(Data entries)
◇ ◇ ◇ ◇

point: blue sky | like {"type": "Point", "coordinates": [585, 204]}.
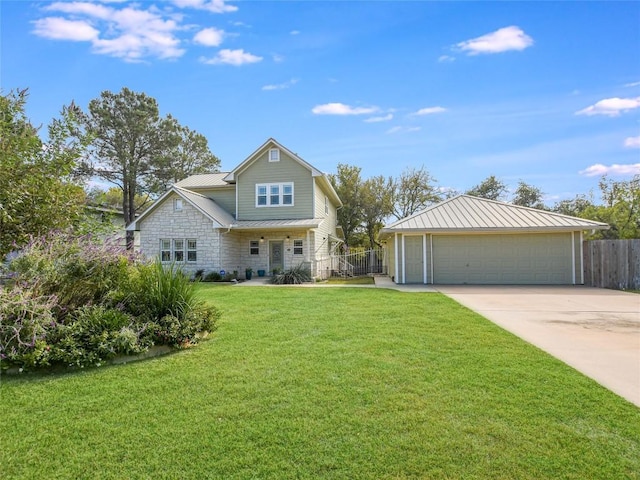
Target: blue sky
{"type": "Point", "coordinates": [545, 92]}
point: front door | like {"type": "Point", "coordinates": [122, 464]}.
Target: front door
{"type": "Point", "coordinates": [275, 255]}
{"type": "Point", "coordinates": [414, 259]}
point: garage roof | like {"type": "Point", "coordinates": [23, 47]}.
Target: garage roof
{"type": "Point", "coordinates": [468, 214]}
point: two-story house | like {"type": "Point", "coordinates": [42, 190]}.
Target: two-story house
{"type": "Point", "coordinates": [273, 211]}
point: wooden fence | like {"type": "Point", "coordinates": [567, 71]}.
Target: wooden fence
{"type": "Point", "coordinates": [612, 263]}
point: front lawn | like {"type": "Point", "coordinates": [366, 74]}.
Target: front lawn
{"type": "Point", "coordinates": [340, 383]}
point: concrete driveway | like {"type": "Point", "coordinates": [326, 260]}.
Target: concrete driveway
{"type": "Point", "coordinates": [594, 330]}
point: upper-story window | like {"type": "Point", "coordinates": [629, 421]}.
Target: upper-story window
{"type": "Point", "coordinates": [274, 194]}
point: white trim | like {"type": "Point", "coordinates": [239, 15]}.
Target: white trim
{"type": "Point", "coordinates": [573, 258]}
{"type": "Point", "coordinates": [431, 258]}
{"type": "Point", "coordinates": [395, 247]}
{"type": "Point", "coordinates": [268, 194]}
{"type": "Point", "coordinates": [404, 261]}
{"type": "Point", "coordinates": [424, 259]}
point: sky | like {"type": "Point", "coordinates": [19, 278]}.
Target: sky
{"type": "Point", "coordinates": [542, 92]}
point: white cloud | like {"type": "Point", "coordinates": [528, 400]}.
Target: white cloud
{"type": "Point", "coordinates": [446, 59]}
{"type": "Point", "coordinates": [384, 118]}
{"type": "Point", "coordinates": [232, 57]}
{"type": "Point", "coordinates": [128, 33]}
{"type": "Point", "coordinates": [342, 109]}
{"type": "Point", "coordinates": [632, 142]}
{"type": "Point", "coordinates": [393, 130]}
{"type": "Point", "coordinates": [62, 29]}
{"type": "Point", "coordinates": [502, 40]}
{"type": "Point", "coordinates": [611, 107]}
{"type": "Point", "coordinates": [281, 86]}
{"type": "Point", "coordinates": [429, 111]}
{"type": "Point", "coordinates": [213, 6]}
{"type": "Point", "coordinates": [599, 169]}
{"type": "Point", "coordinates": [209, 37]}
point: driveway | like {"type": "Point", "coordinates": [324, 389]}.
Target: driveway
{"type": "Point", "coordinates": [594, 330]}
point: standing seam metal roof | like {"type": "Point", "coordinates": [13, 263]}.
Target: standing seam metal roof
{"type": "Point", "coordinates": [465, 212]}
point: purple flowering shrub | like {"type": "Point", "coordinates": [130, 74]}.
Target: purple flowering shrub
{"type": "Point", "coordinates": [74, 301]}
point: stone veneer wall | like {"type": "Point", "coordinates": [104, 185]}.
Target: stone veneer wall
{"type": "Point", "coordinates": [189, 223]}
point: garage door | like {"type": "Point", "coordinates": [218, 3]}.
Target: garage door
{"type": "Point", "coordinates": [502, 259]}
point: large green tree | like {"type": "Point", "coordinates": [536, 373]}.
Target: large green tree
{"type": "Point", "coordinates": [528, 196]}
{"type": "Point", "coordinates": [39, 189]}
{"type": "Point", "coordinates": [377, 205]}
{"type": "Point", "coordinates": [139, 151]}
{"type": "Point", "coordinates": [348, 185]}
{"type": "Point", "coordinates": [491, 188]}
{"type": "Point", "coordinates": [413, 191]}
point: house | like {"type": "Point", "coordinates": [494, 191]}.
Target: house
{"type": "Point", "coordinates": [272, 212]}
{"type": "Point", "coordinates": [470, 240]}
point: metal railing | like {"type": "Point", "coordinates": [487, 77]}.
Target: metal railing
{"type": "Point", "coordinates": [353, 264]}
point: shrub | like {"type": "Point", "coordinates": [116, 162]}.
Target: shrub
{"type": "Point", "coordinates": [76, 302]}
{"type": "Point", "coordinates": [77, 270]}
{"type": "Point", "coordinates": [295, 275]}
{"type": "Point", "coordinates": [25, 318]}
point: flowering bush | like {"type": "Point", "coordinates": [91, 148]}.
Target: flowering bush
{"type": "Point", "coordinates": [78, 302]}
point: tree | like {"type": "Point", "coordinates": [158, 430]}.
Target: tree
{"type": "Point", "coordinates": [528, 196]}
{"type": "Point", "coordinates": [413, 191]}
{"type": "Point", "coordinates": [377, 205]}
{"type": "Point", "coordinates": [39, 188]}
{"type": "Point", "coordinates": [348, 185]}
{"type": "Point", "coordinates": [134, 147]}
{"type": "Point", "coordinates": [490, 188]}
{"type": "Point", "coordinates": [620, 209]}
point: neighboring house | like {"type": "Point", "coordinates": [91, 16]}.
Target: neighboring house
{"type": "Point", "coordinates": [273, 211]}
{"type": "Point", "coordinates": [471, 240]}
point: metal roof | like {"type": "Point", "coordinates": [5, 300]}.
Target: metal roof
{"type": "Point", "coordinates": [204, 180]}
{"type": "Point", "coordinates": [466, 213]}
{"type": "Point", "coordinates": [277, 224]}
{"type": "Point", "coordinates": [207, 206]}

◇ ◇ ◇ ◇

_EXERCISE DIRECTIONS_:
Retype only the stretch of lines above starting at the one with "point: front lawn" and stopping at the one with "point: white cloud", exactly as written, with both kept.

_SOLUTION TO THIS EXERCISE_:
point: front lawn | like {"type": "Point", "coordinates": [366, 74]}.
Target: front lawn
{"type": "Point", "coordinates": [340, 383]}
point: concrete driveway | like {"type": "Point", "coordinates": [326, 260]}.
Target: concrete driveway
{"type": "Point", "coordinates": [594, 330]}
point: upper-story window | like {"type": "Point", "coordinates": [629, 421]}.
Target: upper-story window
{"type": "Point", "coordinates": [274, 194]}
point: white trim | like {"type": "Point", "coordinates": [239, 15]}.
Target: white trim
{"type": "Point", "coordinates": [573, 258]}
{"type": "Point", "coordinates": [431, 258]}
{"type": "Point", "coordinates": [395, 247]}
{"type": "Point", "coordinates": [268, 194]}
{"type": "Point", "coordinates": [404, 261]}
{"type": "Point", "coordinates": [424, 259]}
point: sky | like {"type": "Point", "coordinates": [19, 278]}.
Target: sky
{"type": "Point", "coordinates": [542, 92]}
point: white cloud | like {"type": "Point", "coordinates": [528, 400]}.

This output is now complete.